**Цитируемый отрывок:**
============

«Мама, мама, уже два дома горят!»
Детские годы Галины Александровны БАРАНОВОЙ пришлись на войну. Жила она тогда рядом с Архангельском, по сути - в прифронтовой полосе. Вот, что она вспоминает.
Когда началась война, мне не было и четырёх лет. Помню, как во время налёта немецких самолётов на город по радио выла сирена, и голос диктора объявлял: «Воздушная тревога!» Мама будила нас с сестрой Ритой посреди ночи, и мы спешили в бомбоубежище. Мы спускались по лестнице под землю. Это был длинный земляной подвал. Вдоль подвала у стен стояли скамейки и люди, старые и малые сидели на них, а рядом стояли чемоданы и узлы. Дети плакали. А у дверей подвала стояла дежурная. Когда бомбёжка города заканчивалась и самолёты улетали, дежурная объявляла: «Отбой воздушной тревоги», и все расходились по своим домам.
Мы жили в пригороде на левом берегу реки Северной Двины. Я видела, как горели дома в городе. Я была маленькая и бестолковая. Я стояла у своего дома, видела горящий дом, обегала дом с другой стороны и, видя тот же самый горящий дом, кричала маме: «Мама, мама, уже два дома горят!»
Я ходила в детский сад, но однажды заболела и осталась дома. Мама днём пошла за обедом для меня в детский сад и долго не возвращалась. Я сидела у окна, ждала маму и вдруг увидела падающий на землю самолёт. Мама пришла и сказала, что бегала на луг, куда упал самолёт, и видела, как доставали лётчиков из самолёта, уже мёртвых.
Еду маме давали по талонам в столовой: суп из крапивы, а на второе - тюленье мясо, которое очень пахло рыбой. Хлеб получали по карточкам. На детей давали по 300 грамм, маме - 400 грамм на сутки. Хлеб пекли сырой, можно было из него катать шарики. Мы катали их и сосали, как конфету, чтобы продлить удовольствие. Но постоянно были голодными.

============

**Материал:**
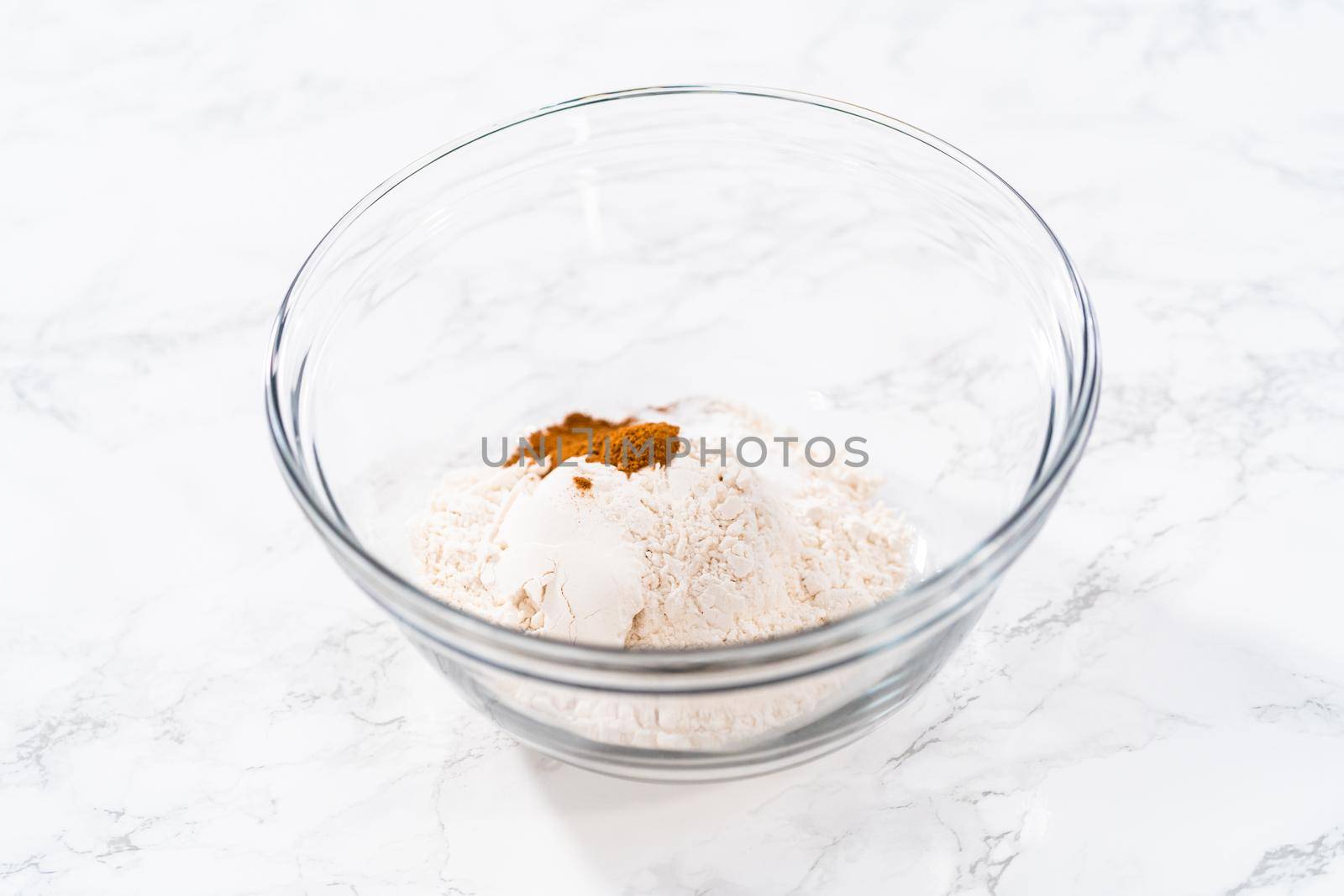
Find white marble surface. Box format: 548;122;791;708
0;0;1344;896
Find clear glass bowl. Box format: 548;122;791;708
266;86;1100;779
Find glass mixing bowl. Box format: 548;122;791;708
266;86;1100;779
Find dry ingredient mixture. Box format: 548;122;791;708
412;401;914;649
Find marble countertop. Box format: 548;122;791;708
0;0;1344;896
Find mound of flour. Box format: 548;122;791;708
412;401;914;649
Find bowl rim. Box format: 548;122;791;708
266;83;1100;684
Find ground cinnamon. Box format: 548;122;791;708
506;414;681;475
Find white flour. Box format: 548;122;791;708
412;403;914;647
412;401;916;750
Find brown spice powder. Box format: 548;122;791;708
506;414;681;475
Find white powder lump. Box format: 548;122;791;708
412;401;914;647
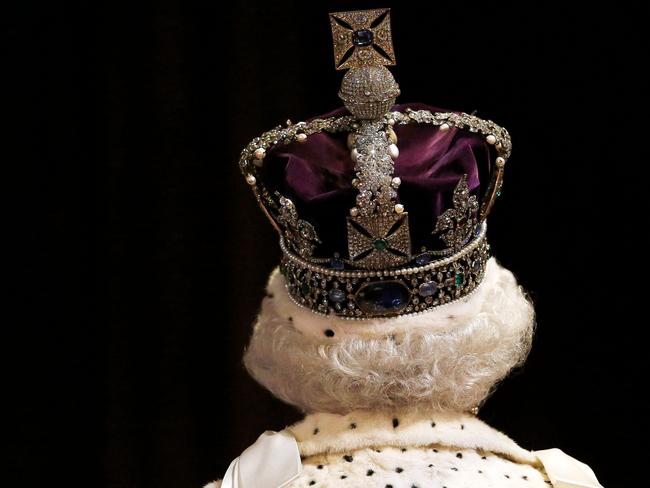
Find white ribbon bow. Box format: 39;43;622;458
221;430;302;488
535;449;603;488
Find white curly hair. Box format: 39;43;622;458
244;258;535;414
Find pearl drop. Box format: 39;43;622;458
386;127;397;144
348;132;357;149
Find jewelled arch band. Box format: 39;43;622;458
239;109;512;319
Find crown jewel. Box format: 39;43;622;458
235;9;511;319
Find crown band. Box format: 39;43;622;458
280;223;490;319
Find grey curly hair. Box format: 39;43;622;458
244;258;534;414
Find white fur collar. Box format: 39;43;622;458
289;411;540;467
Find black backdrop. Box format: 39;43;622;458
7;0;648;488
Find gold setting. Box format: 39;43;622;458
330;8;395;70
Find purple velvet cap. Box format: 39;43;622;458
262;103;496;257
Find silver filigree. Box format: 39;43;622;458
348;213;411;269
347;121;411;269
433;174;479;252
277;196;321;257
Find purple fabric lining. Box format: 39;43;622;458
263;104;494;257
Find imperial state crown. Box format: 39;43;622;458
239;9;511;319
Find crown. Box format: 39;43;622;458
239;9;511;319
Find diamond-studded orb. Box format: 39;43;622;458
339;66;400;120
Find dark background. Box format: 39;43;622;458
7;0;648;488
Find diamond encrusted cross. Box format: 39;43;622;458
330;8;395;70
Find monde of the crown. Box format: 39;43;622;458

============

**Задание:**
Перепечатайте из отрывка о военном детстве часть между «Я ходила в детский» и «самолёта, уже мёртвых.» включительно.

**Образец ответа:**
Я ходила в детский сад, но однажды заболела и осталась дома. Мама днём пошла за обедом для меня в детский сад и долго не возвращалась. Я сидела у окна, ждала маму и вдруг увидела падающий на землю самолёт. Мама пришла и сказала, что бегала на луг, куда упал самолёт, и видела, как доставали лётчиков из самолёта, уже мёртвых.